─── SOURCE ───

Using Amazon S3 from Perl
by Abel Lin
|
Pages: 1, 2
Writing an Object
Writing an object is simply a matter of using the HTTP PUT method. Be aware that there is nothing to prevent you from overwriting an existing object; Amazon S3 will automatically update the object with the more recent write request. Also, it's currently not possible to append to or otherwise modify an object in place without replacing it.
my %headers = (
'Content-Type' => 'text/plain'
);
$response = $conn->put( $BUCKET, $KEY, S3Object->new("this is a test"),
\%headers);
Likewise, you can read a file from STDIN:
my %headers;
FILE: while(1) {
my $n = sysread(STDIN, $data, 1024 * 1024, length($data));
if ($n < 0) {
print STDERR "Error reading input: $!\n";
exit 1;
}
last FILE if $n == 0;
}
$response = $conn->put("$BUCKET", "$KEY", $data, \%headers);
To add custom metadata, simply add to the S3Object:
S3Object->new("this is a test", { name => "attribute" })
By default, every object has private access control when written. This allows only the user that stored the object to read it back. You can change these settings. Also, note that each object can hold a maximum of 5 GB of data.
You are probably wondering if it is also possible to upload via a standard HTTP POST. The folks at Amazon are working on it as we speak -- see HTTP POST beta discussion for more information. Until that's finished, you'll have to perform web-based uploads via an intermediate server.

─── ENTRIES ───

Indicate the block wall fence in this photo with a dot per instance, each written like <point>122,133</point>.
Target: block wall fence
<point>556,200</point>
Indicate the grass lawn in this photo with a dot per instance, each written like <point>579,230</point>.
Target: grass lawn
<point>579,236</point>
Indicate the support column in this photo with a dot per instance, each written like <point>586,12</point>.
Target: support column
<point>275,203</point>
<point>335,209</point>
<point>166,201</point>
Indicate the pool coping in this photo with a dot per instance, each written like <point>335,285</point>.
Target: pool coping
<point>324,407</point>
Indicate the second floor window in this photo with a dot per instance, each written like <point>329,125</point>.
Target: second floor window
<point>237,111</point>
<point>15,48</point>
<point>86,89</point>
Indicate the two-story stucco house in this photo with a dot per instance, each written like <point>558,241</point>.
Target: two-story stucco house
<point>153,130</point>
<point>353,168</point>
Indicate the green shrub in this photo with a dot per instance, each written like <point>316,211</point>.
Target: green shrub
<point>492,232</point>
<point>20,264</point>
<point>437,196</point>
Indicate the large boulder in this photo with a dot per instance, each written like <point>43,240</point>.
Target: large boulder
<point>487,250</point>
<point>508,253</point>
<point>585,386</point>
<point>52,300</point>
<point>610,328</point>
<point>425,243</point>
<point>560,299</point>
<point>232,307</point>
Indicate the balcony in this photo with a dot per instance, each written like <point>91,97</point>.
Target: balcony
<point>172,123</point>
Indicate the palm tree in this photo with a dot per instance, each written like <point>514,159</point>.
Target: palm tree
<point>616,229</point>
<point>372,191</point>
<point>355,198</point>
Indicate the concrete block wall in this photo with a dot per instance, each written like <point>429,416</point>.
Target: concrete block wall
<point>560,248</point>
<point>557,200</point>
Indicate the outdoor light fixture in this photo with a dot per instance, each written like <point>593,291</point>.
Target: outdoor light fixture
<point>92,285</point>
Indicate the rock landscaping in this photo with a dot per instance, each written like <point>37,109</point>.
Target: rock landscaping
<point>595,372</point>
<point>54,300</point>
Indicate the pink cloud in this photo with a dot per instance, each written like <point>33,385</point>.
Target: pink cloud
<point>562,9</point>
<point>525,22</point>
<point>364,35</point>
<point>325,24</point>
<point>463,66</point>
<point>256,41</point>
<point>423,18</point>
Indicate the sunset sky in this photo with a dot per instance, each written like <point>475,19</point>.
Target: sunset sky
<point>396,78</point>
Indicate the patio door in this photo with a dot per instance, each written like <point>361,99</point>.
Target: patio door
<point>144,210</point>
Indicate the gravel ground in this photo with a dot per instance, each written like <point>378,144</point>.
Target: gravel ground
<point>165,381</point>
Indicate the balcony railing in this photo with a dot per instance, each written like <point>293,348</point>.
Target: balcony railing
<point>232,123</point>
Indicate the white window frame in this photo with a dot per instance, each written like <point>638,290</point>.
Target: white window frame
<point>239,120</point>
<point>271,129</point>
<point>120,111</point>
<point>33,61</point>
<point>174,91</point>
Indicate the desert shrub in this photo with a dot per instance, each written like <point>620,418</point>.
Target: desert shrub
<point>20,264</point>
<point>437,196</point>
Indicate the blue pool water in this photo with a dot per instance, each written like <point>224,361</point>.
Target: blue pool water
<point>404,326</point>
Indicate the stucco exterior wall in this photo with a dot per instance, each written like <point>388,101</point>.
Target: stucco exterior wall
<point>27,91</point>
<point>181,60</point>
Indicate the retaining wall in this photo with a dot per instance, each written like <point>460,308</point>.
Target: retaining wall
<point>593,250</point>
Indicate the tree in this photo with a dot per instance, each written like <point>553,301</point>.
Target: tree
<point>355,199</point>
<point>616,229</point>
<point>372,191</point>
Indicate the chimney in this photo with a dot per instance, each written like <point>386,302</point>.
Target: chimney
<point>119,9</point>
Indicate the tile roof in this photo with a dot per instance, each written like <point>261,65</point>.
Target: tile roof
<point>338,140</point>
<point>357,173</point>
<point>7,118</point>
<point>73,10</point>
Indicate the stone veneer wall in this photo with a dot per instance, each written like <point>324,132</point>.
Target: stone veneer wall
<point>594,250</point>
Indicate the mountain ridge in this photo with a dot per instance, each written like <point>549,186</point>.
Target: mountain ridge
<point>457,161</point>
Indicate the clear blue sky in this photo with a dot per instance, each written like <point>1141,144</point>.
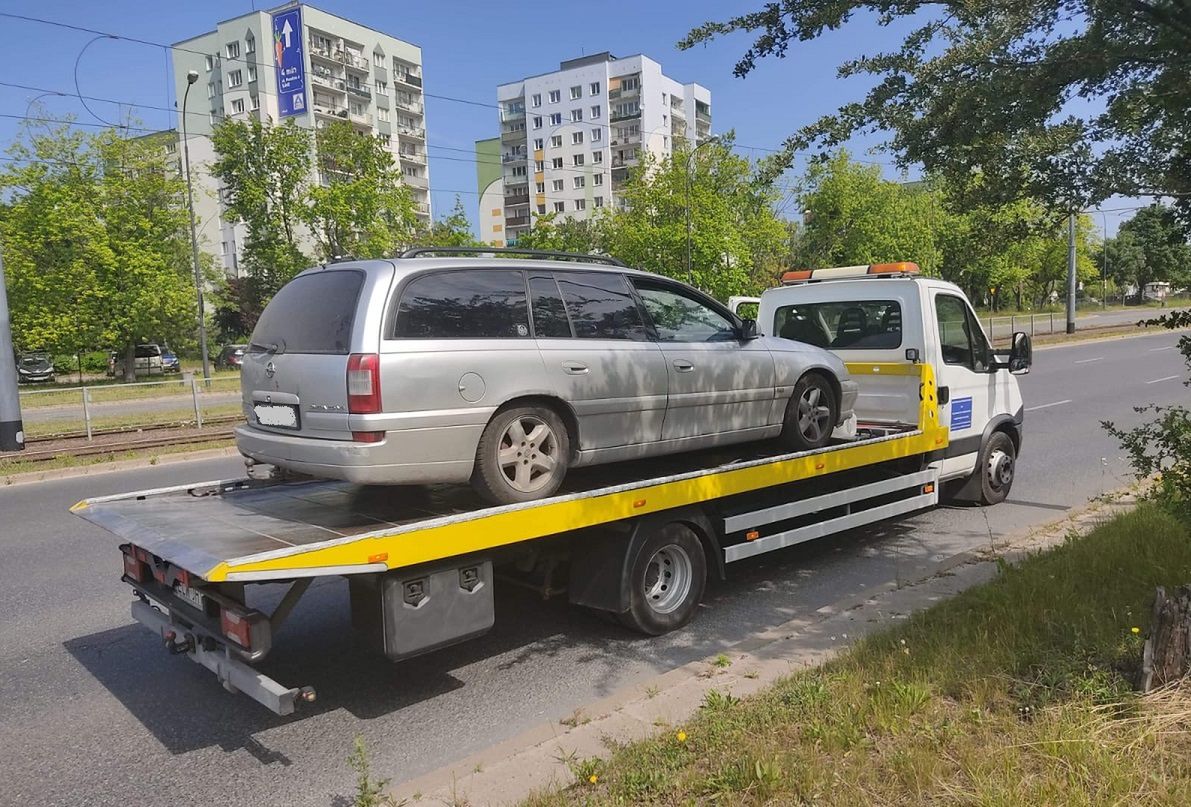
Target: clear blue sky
<point>468,48</point>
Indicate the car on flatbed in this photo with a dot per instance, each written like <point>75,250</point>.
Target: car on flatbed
<point>506,371</point>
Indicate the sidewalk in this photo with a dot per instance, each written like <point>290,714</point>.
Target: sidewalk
<point>511,770</point>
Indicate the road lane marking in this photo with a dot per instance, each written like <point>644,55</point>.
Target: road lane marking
<point>1046,406</point>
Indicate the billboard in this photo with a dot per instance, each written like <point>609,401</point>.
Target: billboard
<point>291,62</point>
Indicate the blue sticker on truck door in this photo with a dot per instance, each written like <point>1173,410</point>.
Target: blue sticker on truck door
<point>961,413</point>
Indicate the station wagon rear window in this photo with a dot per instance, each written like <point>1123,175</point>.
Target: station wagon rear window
<point>849,325</point>
<point>311,314</point>
<point>486,304</point>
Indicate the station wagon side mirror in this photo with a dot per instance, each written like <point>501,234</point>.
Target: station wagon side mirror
<point>1021,354</point>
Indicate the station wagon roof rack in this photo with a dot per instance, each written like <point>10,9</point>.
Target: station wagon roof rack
<point>546,255</point>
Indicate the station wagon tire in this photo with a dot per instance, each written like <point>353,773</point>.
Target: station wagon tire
<point>666,582</point>
<point>996,465</point>
<point>811,414</point>
<point>523,455</point>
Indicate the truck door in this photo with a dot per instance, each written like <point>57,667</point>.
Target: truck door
<point>966,381</point>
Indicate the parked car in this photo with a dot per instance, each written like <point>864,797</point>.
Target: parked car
<point>506,373</point>
<point>169,361</point>
<point>230,357</point>
<point>147,361</point>
<point>35,367</point>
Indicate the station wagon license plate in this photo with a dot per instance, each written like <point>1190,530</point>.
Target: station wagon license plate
<point>280,415</point>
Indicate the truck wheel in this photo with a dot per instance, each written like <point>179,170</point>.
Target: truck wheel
<point>996,467</point>
<point>523,455</point>
<point>811,414</point>
<point>666,581</point>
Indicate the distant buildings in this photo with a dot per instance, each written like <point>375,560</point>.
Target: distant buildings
<point>298,62</point>
<point>568,138</point>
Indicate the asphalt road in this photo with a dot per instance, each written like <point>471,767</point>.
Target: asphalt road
<point>94,712</point>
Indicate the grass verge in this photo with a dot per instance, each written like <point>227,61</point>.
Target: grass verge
<point>1012,693</point>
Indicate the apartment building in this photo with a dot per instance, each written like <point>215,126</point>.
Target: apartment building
<point>569,137</point>
<point>303,63</point>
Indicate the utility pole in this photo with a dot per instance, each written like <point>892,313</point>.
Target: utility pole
<point>1071,274</point>
<point>12,432</point>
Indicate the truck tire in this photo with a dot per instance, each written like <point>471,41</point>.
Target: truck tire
<point>523,455</point>
<point>667,581</point>
<point>996,465</point>
<point>811,414</point>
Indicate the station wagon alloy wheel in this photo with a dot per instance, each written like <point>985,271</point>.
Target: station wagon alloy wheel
<point>814,414</point>
<point>529,454</point>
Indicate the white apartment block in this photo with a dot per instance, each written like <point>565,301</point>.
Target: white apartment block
<point>349,73</point>
<point>568,137</point>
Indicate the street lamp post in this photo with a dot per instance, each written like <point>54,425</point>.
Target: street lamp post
<point>690,156</point>
<point>191,77</point>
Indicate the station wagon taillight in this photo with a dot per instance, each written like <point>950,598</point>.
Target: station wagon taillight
<point>363,383</point>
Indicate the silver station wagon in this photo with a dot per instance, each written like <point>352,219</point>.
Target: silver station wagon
<point>506,371</point>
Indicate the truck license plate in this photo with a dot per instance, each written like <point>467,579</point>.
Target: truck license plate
<point>280,415</point>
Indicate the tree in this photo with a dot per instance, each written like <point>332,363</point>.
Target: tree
<point>454,230</point>
<point>1062,101</point>
<point>360,206</point>
<point>264,171</point>
<point>736,239</point>
<point>95,242</point>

───

**PROBLEM DETAILS:**
Please transcribe the whole article on using Amazon S3 from Perl, from its title through its final sentence, keeping every word, symbol, and line of code unchanged.

**EXERCISE RESPONSE:**
Using Amazon S3 from Perl
by Abel Lin
|
Pages: 1, 2
Writing an Object
Writing an object is simply a matter of using the HTTP PUT method. Be aware that there is nothing to prevent you from overwriting an existing object; Amazon S3 will automatically update the object with the more recent write request. Also, it's currently not possible to append to or otherwise modify an object in place without replacing it.
my %headers = (
'Content-Type' => 'text/plain'
);
$response = $conn->put( $BUCKET, $KEY, S3Object->new("this is a test"),
\%headers);
Likewise, you can read a file from STDIN:
my %headers;
FILE: while(1) {
my $n = sysread(STDIN, $data, 1024 * 1024, length($data));
if ($n < 0) {
print STDERR "Error reading input: $!\n";
exit 1;
}
last FILE if $n == 0;
}
$response = $conn->put("$BUCKET", "$KEY", $data, \%headers);
To add custom metadata, simply add to the S3Object:
S3Object->new("this is a test", { name => "attribute" })
By default, every object has private access control when written. This allows only the user that stored the object to read it back. You can change these settings. Also, note that each object can hold a maximum of 5 GB of data.
You are probably wondering if it is also possible to upload via a standard HTTP POST. The folks at Amazon are working on it as we speak -- see HTTP POST beta discussion for more information. Until that's finished, you'll have to perform web-based uploads via an intermediate server.